Set problem: In the Lisp calculator write-up, what git tag holds the code it describes?

Now, I can issue the command:

CL-USER> (asdf:oos 'asdf:load-op 'hp67)

This compiles any files whose sources are more recent than the compiled .fasl files, and loads the project.

Now, the define-op-key macro that we were using was building structures at macro expansion time, and loading them into a data structure.  That’s not convenient if we want to compile and load the files.  We could define a make-load-form for the key-struct structures, but there’s no need to do that.  Instead, we change the define-op-key macro to issue code to construct the objects, that code will be executed at load time, rather than at macro expansion time.

Now that we can compile our forms, a few typos have shown up, which are corrected in the latest code.  We also get a large pile of warnings about labels that are not used in the expanded forms.  Warnings like that are annoying, because the can obscure more interesting warnings, so we’re going to change them from labels to macrolet forms.

The code described here is in the git repository under the tag v2014-10-31.

The top row of five keys on the calculator are a bit special.  When in run mode, and there are no program steps defined, they are single-key shortcuts for other operations that are shifted on other keys.  The keys are labelled A through E, and when there is no program defined they invoke the operations 1/x, sqrt(X), Y^X, rolldown, and X<->Y.

Collected material:

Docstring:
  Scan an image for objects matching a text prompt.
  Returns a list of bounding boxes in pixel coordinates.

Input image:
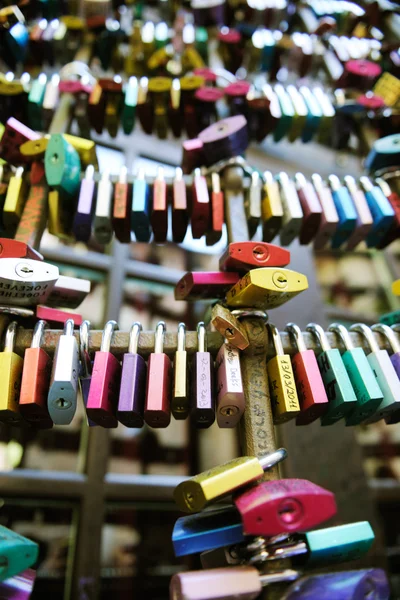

Reply to the exercise: v2014-10-31